GETOONDE TEKST |
____

In 1861 publiceerde Verbeek De Hollandsche schaakspeler – een zakboek voor schaakspelers, het eerste boek over het moderne schaken in de originele Nederlandse taal. Dit boek geeft een overzicht van de stand van het schaken in Nederland halverwege de negentiende eeuw, en onder meer enkele beroemde partijen die heden nog altijd terug te vinden zijn.
Hij was als redacteur van Sissa getuige toen op 23 mei 1873 op initiatief van leden van het Haagse Schaakgenootschap Discendo Discimus de Nederlandsche Schaakbond opgericht werd. Sissa, dat met Willem Verbeek een goede en betrouwbare reputatie had, werd het eerste officiële tijdschrift van de Bond. Verbeek was toen, met zijn leeftijd van 53 jaar, internationaal bekend als de oudste redacteur van een schaaktijdschrift, terwijl Sissa een van de langst lopende tijdschriften was die de internationale schaakwereld toen kende. Verbeeks volharding en doorzettingsvermogen, waar andere schaaktijdschriften in binnen- en buitenland het niet redden, wekten alom bewondering. Een jaar later echter stapte Verbeek uit de schaakwereld om “verschillende redenen van overwegend belang” en daarmee kwam ook een einde aan Sissa.
De bond zou, na nog een jaar op hoogst onbevredigende wijze met Verbeeks opvolger, de uitermate recalcitrante Antonius van der Linde, in zee te zijn gegaan pas in 1893 weer zijn eigen bondstijdschrift hebben.
Het laatste levensteken van Verbeek in de schaakwereld was toen hij in 1878 zijn uitgebreide schaakcollectie aan de Schaakbond verkocht.
Toen Verbeek zich uit de schaakwereld terugtrok waren Dupré, Messemaker, Benima, en Maarten van ’t Kruijs inmiddels “de nestoren van het Nederlandse schaak” die nog enkele jaren de Nederlandse schaakwereld zouden domineren. Het toeval wilde dat de allerlaatste keer dat zij zich op het hoogste niveau lieten zien was toen Benima de derde plaats behaalde in het Nederlandse kampioenschap van 1888, het jaar dat Verbeek overleed.
Overlijden en nalatenschap
Willem Verbeek overleed op 30 september 1888 op 68-jarige leeftijd in Wijk bij Duurstede, vermoedelijk na een korte ziekbed. Over de oorzaak van het overlijden is, gezien het feit dat Verbeek naast schaker toch vooral een huisarts was, merkwaardig genoeg weinig bekend. Charles Dupré, die in de loop der jaren een goede vriend van Willem was geworden, wist er echter meer van en schepte in De Groene Amsterdammer middels een schaakpuzzel ter nagedachtenis van Verbeek op gepaste wijze licht op de omstandigheden waaronder hij was overleden.

____

FRAGMENT UIT DATASET |
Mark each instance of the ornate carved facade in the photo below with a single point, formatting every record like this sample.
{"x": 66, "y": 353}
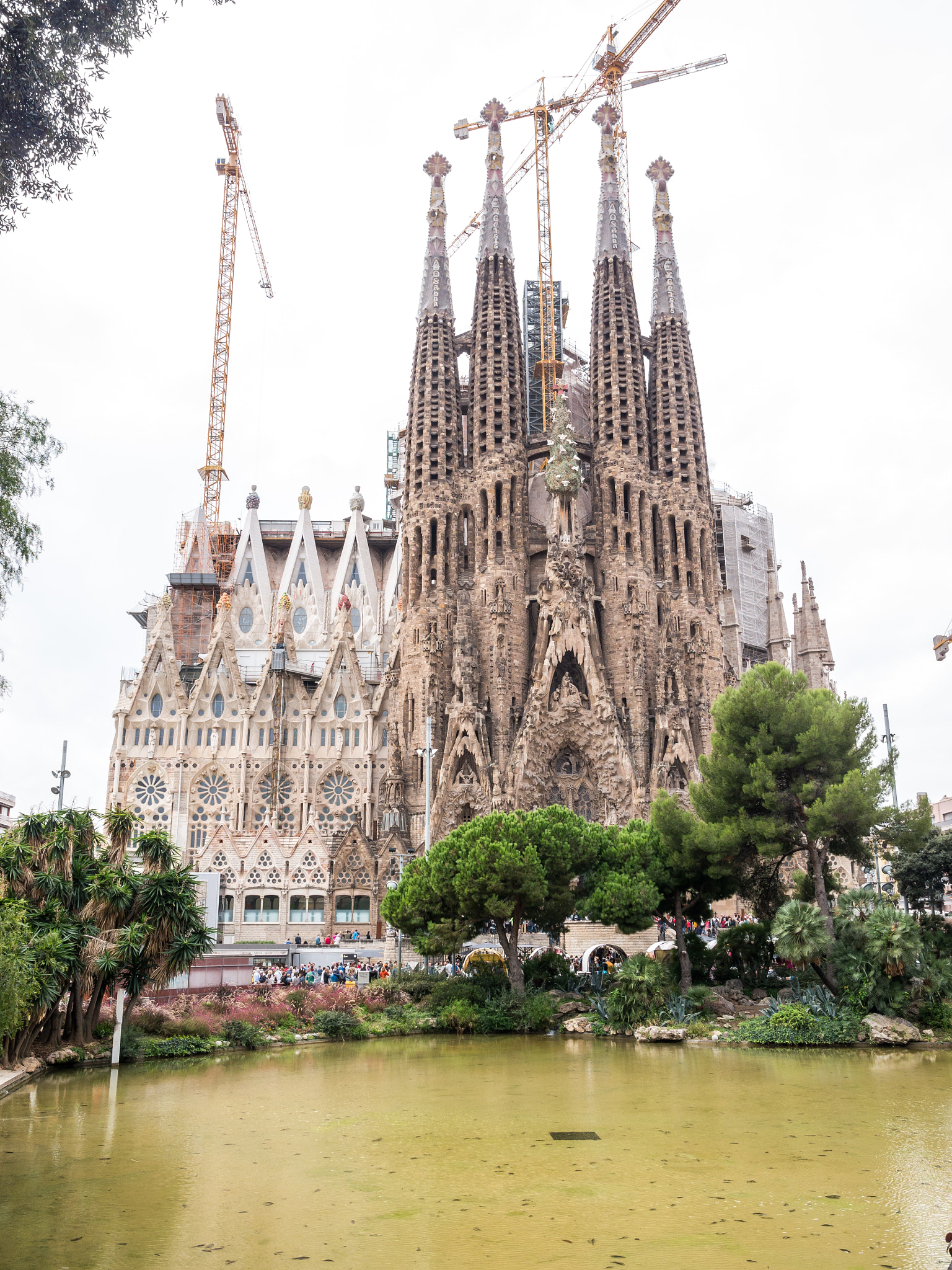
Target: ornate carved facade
{"x": 551, "y": 602}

____

GESTELDE OPDRACHT |
Kloppen deze drie beweringen volgens de tekst over Willem Verbeek? Antwoord per bewering met ja of nee en citeer de woorden uit de tekst die de doorslag geven.
1. De Nederlandsche Schaakbond werd in 1873 opgericht.
2. Verbeek schonk zijn schaakcollectie aan de Schaakbond.
3. Benima eindigde als derde in het Nederlandse kampioenschap van 1888.
De lijst heb je hier niet nodig.

VOLLEDIG ANTWOORD |
1. Ja: "toen op 23 mei 1873 op initiatief van leden van het Haagse Schaakgenootschap Discendo Discimus de Nederlandsche Schaakbond opgericht werd"
2. Nee: "zijn uitgebreide schaakcollectie aan de Schaakbond verkocht"
3. Ja: "toen Benima de derde plaats behaalde in het Nederlandse kampioenschap van 1888"